_DATASET RECORDS_.

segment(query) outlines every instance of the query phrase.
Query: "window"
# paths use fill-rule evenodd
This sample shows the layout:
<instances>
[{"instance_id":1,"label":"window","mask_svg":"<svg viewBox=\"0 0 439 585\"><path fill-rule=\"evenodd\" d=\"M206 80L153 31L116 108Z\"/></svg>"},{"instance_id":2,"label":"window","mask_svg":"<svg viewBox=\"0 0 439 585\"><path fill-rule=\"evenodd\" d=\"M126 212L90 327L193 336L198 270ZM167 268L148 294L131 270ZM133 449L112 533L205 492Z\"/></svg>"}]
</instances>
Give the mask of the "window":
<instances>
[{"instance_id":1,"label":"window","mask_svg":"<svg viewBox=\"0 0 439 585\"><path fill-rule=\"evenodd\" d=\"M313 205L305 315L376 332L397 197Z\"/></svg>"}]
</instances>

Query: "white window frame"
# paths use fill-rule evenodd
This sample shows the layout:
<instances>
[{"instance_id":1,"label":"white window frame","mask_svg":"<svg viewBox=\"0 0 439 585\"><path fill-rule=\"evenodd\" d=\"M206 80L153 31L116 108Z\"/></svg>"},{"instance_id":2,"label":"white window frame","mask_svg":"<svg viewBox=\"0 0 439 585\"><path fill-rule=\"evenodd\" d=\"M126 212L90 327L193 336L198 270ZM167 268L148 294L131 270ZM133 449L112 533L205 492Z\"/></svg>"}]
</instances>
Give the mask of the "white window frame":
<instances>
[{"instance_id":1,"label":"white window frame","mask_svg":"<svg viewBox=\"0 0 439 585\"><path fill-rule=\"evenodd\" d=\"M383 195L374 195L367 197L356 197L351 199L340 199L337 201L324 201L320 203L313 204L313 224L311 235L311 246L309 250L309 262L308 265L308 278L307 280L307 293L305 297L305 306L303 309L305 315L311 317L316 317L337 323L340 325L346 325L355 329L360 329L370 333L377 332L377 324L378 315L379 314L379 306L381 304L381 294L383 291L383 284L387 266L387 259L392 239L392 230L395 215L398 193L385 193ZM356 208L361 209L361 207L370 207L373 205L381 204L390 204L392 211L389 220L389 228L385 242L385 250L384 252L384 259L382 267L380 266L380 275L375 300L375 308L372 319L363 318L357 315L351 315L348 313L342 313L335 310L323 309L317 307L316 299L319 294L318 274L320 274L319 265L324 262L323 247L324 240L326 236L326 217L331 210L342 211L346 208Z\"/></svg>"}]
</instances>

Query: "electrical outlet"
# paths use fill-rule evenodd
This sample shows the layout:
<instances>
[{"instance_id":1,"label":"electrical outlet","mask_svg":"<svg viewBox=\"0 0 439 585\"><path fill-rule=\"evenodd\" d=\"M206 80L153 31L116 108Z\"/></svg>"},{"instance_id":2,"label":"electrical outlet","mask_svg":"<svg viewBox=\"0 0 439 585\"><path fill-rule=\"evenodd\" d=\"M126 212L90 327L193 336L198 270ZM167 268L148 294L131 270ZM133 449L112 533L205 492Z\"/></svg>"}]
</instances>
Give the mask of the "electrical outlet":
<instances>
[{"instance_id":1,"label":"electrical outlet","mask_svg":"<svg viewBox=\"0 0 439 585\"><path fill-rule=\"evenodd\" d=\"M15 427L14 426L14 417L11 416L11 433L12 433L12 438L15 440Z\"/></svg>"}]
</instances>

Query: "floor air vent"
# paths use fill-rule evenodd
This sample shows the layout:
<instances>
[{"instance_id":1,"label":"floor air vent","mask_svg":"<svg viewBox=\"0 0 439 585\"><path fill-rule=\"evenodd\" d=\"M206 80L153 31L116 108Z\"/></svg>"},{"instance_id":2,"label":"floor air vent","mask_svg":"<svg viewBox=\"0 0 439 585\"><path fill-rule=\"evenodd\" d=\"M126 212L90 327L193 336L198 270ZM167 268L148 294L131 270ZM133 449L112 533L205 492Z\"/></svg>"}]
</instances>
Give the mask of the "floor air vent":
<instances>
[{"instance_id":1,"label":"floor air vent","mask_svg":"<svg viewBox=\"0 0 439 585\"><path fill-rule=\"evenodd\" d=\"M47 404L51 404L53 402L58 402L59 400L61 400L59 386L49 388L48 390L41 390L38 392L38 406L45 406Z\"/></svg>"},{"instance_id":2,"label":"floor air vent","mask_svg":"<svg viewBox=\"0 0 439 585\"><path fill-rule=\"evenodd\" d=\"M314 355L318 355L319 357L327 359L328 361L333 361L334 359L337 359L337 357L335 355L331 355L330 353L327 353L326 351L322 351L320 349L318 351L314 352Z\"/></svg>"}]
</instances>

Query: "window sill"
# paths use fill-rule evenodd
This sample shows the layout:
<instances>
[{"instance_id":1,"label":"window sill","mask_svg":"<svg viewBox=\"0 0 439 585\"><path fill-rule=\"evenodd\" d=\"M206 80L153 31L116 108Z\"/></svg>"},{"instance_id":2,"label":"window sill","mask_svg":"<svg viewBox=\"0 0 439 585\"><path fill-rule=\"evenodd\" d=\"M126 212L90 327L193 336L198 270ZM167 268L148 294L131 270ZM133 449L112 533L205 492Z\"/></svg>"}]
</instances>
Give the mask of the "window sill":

_DIRECTIVE_. Repeat the records above exactly, leaving none out.

_EXERCISE OUTPUT_.
segment(query) outlines every instance of the query phrase.
Query: "window"
# paths use fill-rule evenodd
This sample shows the layout:
<instances>
[{"instance_id":1,"label":"window","mask_svg":"<svg viewBox=\"0 0 439 585\"><path fill-rule=\"evenodd\" d=\"M206 80L153 31L116 108Z\"/></svg>"},{"instance_id":2,"label":"window","mask_svg":"<svg viewBox=\"0 0 439 585\"><path fill-rule=\"evenodd\" d=\"M126 212L90 327L193 336L198 270ZM167 268L148 294L131 270ZM133 449L112 533L205 492Z\"/></svg>"}]
</instances>
Give the mask of the "window":
<instances>
[{"instance_id":1,"label":"window","mask_svg":"<svg viewBox=\"0 0 439 585\"><path fill-rule=\"evenodd\" d=\"M313 205L305 315L376 332L397 197Z\"/></svg>"}]
</instances>

Query: "white window frame"
# paths use fill-rule evenodd
This sample shows the layout:
<instances>
[{"instance_id":1,"label":"white window frame","mask_svg":"<svg viewBox=\"0 0 439 585\"><path fill-rule=\"evenodd\" d=\"M206 80L153 31L116 108Z\"/></svg>"},{"instance_id":2,"label":"white window frame","mask_svg":"<svg viewBox=\"0 0 439 585\"><path fill-rule=\"evenodd\" d=\"M126 212L90 327L193 336L198 270ZM167 268L148 294L131 270ZM133 449L112 533L205 492Z\"/></svg>"}]
</instances>
Give the mask of the "white window frame":
<instances>
[{"instance_id":1,"label":"white window frame","mask_svg":"<svg viewBox=\"0 0 439 585\"><path fill-rule=\"evenodd\" d=\"M383 195L374 195L367 197L356 197L351 199L340 199L337 201L324 201L320 203L313 204L313 224L311 235L311 246L309 250L309 262L308 265L308 278L307 280L307 293L305 297L305 306L303 309L305 315L311 317L316 317L337 323L340 325L346 325L355 329L360 329L370 333L377 332L377 324L378 315L379 314L379 306L381 304L381 294L383 291L383 284L387 266L387 259L392 239L392 230L395 215L398 193L385 193ZM356 208L361 209L361 207L370 207L373 205L381 204L390 204L392 211L389 220L389 228L385 242L385 250L384 252L384 259L382 267L380 266L380 275L375 300L375 308L372 319L363 318L357 315L351 315L348 313L342 313L335 310L323 309L317 307L316 299L319 294L318 274L320 274L319 265L324 262L323 247L324 240L326 236L326 217L331 210L342 211L346 208Z\"/></svg>"}]
</instances>

Query: "electrical outlet"
# paths use fill-rule evenodd
This sample shows the layout:
<instances>
[{"instance_id":1,"label":"electrical outlet","mask_svg":"<svg viewBox=\"0 0 439 585\"><path fill-rule=\"evenodd\" d=\"M206 80L153 31L116 108Z\"/></svg>"},{"instance_id":2,"label":"electrical outlet","mask_svg":"<svg viewBox=\"0 0 439 585\"><path fill-rule=\"evenodd\" d=\"M126 212L90 327L193 336L198 270ZM167 268L148 294L131 270ZM133 449L112 533L205 492Z\"/></svg>"}]
</instances>
Give the mask of the "electrical outlet":
<instances>
[{"instance_id":1,"label":"electrical outlet","mask_svg":"<svg viewBox=\"0 0 439 585\"><path fill-rule=\"evenodd\" d=\"M15 427L14 426L14 417L11 416L11 433L12 433L12 438L15 440Z\"/></svg>"}]
</instances>

Query: "floor air vent"
# paths use fill-rule evenodd
This sample shows the layout:
<instances>
[{"instance_id":1,"label":"floor air vent","mask_svg":"<svg viewBox=\"0 0 439 585\"><path fill-rule=\"evenodd\" d=\"M206 80L153 31L116 108Z\"/></svg>"},{"instance_id":2,"label":"floor air vent","mask_svg":"<svg viewBox=\"0 0 439 585\"><path fill-rule=\"evenodd\" d=\"M126 212L90 327L193 336L198 270ZM167 268L148 294L131 270ZM133 449L112 533L205 492Z\"/></svg>"}]
</instances>
Give the mask of the "floor air vent":
<instances>
[{"instance_id":1,"label":"floor air vent","mask_svg":"<svg viewBox=\"0 0 439 585\"><path fill-rule=\"evenodd\" d=\"M47 404L51 404L53 402L58 402L59 400L61 400L59 386L49 388L48 390L41 390L38 392L38 406L45 406Z\"/></svg>"},{"instance_id":2,"label":"floor air vent","mask_svg":"<svg viewBox=\"0 0 439 585\"><path fill-rule=\"evenodd\" d=\"M314 355L318 355L319 357L327 359L328 361L333 361L334 359L337 359L337 357L335 355L331 355L330 353L327 353L326 351L322 351L320 349L318 351L314 352Z\"/></svg>"}]
</instances>

Query: "window sill"
# paths use fill-rule evenodd
This sample shows the layout:
<instances>
[{"instance_id":1,"label":"window sill","mask_svg":"<svg viewBox=\"0 0 439 585\"><path fill-rule=\"evenodd\" d=\"M206 80L153 31L116 108Z\"/></svg>"},{"instance_id":2,"label":"window sill","mask_svg":"<svg viewBox=\"0 0 439 585\"><path fill-rule=\"evenodd\" d=\"M126 212L90 327L193 336L198 270ZM167 268L148 294L131 270ZM133 449L112 533L205 492Z\"/></svg>"}]
</instances>
Give the mask of the "window sill":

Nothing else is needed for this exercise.